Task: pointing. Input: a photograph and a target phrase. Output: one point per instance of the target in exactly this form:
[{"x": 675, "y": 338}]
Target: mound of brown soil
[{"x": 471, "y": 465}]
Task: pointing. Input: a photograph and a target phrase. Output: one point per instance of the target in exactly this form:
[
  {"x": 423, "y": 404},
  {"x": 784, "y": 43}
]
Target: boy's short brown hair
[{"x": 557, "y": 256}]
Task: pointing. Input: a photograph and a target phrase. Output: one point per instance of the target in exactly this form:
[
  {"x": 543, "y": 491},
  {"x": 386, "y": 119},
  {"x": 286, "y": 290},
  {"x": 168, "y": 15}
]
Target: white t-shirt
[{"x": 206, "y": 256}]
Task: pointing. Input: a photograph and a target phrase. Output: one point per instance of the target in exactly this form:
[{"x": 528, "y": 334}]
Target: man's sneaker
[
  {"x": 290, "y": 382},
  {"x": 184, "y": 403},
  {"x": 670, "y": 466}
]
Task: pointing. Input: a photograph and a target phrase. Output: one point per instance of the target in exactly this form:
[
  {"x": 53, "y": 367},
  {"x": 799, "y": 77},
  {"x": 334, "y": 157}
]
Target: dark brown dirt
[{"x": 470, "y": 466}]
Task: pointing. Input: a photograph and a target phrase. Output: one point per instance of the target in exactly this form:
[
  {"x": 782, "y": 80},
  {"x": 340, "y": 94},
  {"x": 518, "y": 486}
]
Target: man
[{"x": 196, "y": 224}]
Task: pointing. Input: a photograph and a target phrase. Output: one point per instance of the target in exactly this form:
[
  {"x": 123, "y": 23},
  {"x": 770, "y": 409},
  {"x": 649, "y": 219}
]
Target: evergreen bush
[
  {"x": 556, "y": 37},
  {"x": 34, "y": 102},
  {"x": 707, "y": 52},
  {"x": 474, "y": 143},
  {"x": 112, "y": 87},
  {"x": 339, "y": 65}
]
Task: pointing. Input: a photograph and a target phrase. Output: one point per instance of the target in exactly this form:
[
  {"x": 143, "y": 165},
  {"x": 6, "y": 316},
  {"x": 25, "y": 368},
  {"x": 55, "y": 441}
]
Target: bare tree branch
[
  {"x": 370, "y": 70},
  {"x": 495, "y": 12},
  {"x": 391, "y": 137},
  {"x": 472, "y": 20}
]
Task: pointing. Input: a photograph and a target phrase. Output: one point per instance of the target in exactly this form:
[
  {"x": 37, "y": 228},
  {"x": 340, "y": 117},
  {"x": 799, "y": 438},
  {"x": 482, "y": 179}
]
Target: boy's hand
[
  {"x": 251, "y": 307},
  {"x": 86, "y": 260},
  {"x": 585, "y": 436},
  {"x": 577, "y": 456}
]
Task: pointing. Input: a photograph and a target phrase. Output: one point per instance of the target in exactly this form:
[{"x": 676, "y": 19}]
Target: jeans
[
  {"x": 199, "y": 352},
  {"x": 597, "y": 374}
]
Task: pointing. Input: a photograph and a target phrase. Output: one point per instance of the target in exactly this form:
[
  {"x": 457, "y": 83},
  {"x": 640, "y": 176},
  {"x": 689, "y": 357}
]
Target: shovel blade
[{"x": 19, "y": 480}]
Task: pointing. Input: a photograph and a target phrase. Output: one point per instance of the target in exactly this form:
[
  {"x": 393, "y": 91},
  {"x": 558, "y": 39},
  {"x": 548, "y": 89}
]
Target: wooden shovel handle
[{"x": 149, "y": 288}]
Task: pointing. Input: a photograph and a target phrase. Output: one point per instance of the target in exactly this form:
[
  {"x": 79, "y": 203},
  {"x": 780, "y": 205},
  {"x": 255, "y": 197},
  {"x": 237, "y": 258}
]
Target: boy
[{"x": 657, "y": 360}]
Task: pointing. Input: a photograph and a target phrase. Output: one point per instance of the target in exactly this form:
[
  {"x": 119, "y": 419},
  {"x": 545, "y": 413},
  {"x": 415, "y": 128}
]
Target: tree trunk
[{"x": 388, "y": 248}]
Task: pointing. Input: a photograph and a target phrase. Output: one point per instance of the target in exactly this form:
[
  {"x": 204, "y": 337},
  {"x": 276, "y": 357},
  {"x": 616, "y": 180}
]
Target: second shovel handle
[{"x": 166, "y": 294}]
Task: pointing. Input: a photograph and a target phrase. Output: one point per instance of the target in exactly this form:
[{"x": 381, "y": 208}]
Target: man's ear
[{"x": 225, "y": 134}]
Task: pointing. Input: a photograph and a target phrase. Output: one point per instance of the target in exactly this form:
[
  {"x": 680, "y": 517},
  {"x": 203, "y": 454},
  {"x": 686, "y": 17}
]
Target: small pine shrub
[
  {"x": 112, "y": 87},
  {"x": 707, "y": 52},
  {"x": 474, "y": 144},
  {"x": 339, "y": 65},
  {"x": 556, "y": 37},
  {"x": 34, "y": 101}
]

Your instructions
Transcribe every record above exactly.

Solved problem
Task: pointing. Input: a photograph and a target phrase. Output: one point per instance of the target in exactly this form:
[{"x": 675, "y": 338}]
Target: mound of brown soil
[{"x": 471, "y": 465}]
Task: pointing. Input: a photograph and a target phrase. Output: one point per instance of the target in exactly this form:
[
  {"x": 423, "y": 404},
  {"x": 784, "y": 43}
]
Target: boy's short brown hair
[{"x": 557, "y": 256}]
Task: pointing. Input: a photograph and a target phrase. Output: one point per instance of the target in exactly this form:
[
  {"x": 543, "y": 491},
  {"x": 386, "y": 119},
  {"x": 286, "y": 290},
  {"x": 168, "y": 15}
]
Target: white t-shirt
[{"x": 206, "y": 256}]
Task: pointing. Input: a photograph and a target phrase. Output: one point per instance of the target in exactly this form:
[{"x": 528, "y": 334}]
Target: man's sneaker
[
  {"x": 290, "y": 382},
  {"x": 184, "y": 403},
  {"x": 670, "y": 466}
]
Task: pointing. Input: a photograph and a target phrase. Output: one point per instance of the target in exactly this form:
[
  {"x": 53, "y": 367},
  {"x": 799, "y": 77},
  {"x": 334, "y": 157}
]
Target: dark brown dirt
[{"x": 470, "y": 466}]
Task: pointing. Input: a photograph and a target phrase. Output: one point per instance of the target in exactly this form:
[
  {"x": 782, "y": 80},
  {"x": 340, "y": 94},
  {"x": 518, "y": 486}
]
Target: man
[{"x": 196, "y": 224}]
Task: pointing. Input: a photograph and a target phrase. Output: one point per instance of the target in exactly this form:
[
  {"x": 123, "y": 23},
  {"x": 770, "y": 409},
  {"x": 649, "y": 219}
]
Target: evergreen bush
[
  {"x": 556, "y": 37},
  {"x": 34, "y": 102},
  {"x": 707, "y": 52},
  {"x": 474, "y": 143},
  {"x": 112, "y": 87},
  {"x": 339, "y": 65}
]
Task: pointing. Input: a photograph and a target phrase. Output: one point per instance of the target in exactly this form:
[
  {"x": 143, "y": 165},
  {"x": 6, "y": 316},
  {"x": 25, "y": 368},
  {"x": 55, "y": 441}
]
Target: bare tree branch
[
  {"x": 370, "y": 70},
  {"x": 495, "y": 12},
  {"x": 391, "y": 137},
  {"x": 472, "y": 20}
]
Task: pointing. Input: a photograph and a target phrase. Output: one point per instance of the target in exactly this form:
[
  {"x": 37, "y": 228},
  {"x": 340, "y": 117},
  {"x": 799, "y": 438},
  {"x": 482, "y": 179}
]
Target: boy's hand
[
  {"x": 251, "y": 307},
  {"x": 86, "y": 260},
  {"x": 585, "y": 436},
  {"x": 577, "y": 456}
]
Task: pointing. Input: a photograph and a target phrase. Output: one point per instance of the target in exactly this form:
[{"x": 676, "y": 19}]
Target: jeans
[
  {"x": 199, "y": 352},
  {"x": 597, "y": 374}
]
Task: pointing. Input: a photograph and a target phrase. Output: one point per instance of the target in exactly this form:
[
  {"x": 457, "y": 83},
  {"x": 640, "y": 176},
  {"x": 689, "y": 357}
]
Target: shovel blade
[{"x": 19, "y": 480}]
Task: pointing. Input: a photograph and a target phrase. Output: one point per instance of the target in exactly this form:
[
  {"x": 393, "y": 91},
  {"x": 558, "y": 39},
  {"x": 548, "y": 89}
]
Target: wooden shovel handle
[{"x": 149, "y": 288}]
Task: pointing. Input: a photograph and a target phrase. Output: one point per instance of the target in exactly this form:
[
  {"x": 79, "y": 203},
  {"x": 780, "y": 205},
  {"x": 255, "y": 197},
  {"x": 237, "y": 258}
]
Target: boy
[{"x": 657, "y": 360}]
Task: pointing. Input: a photograph and a target phrase. Output: one point per instance of the target in exactly this form:
[
  {"x": 119, "y": 419},
  {"x": 545, "y": 413},
  {"x": 415, "y": 128}
]
Target: tree trunk
[{"x": 388, "y": 248}]
Task: pointing. Input: a photograph and a target phrase. Output: one point per instance of the target in exactly this form:
[
  {"x": 204, "y": 337},
  {"x": 276, "y": 357},
  {"x": 616, "y": 180}
]
Target: second shovel handle
[{"x": 166, "y": 294}]
Task: pointing. Input: a photograph and a target phrase. Output: one point per instance of the target in exactly this form:
[{"x": 381, "y": 208}]
Target: man's ear
[{"x": 225, "y": 134}]
Task: pointing. Input: a photograph and a target phrase. Output: one point per instance of the target in exactly this form:
[
  {"x": 680, "y": 517},
  {"x": 203, "y": 454},
  {"x": 686, "y": 17}
]
Target: small pine shrub
[
  {"x": 112, "y": 87},
  {"x": 707, "y": 52},
  {"x": 474, "y": 144},
  {"x": 339, "y": 65},
  {"x": 556, "y": 37},
  {"x": 34, "y": 101}
]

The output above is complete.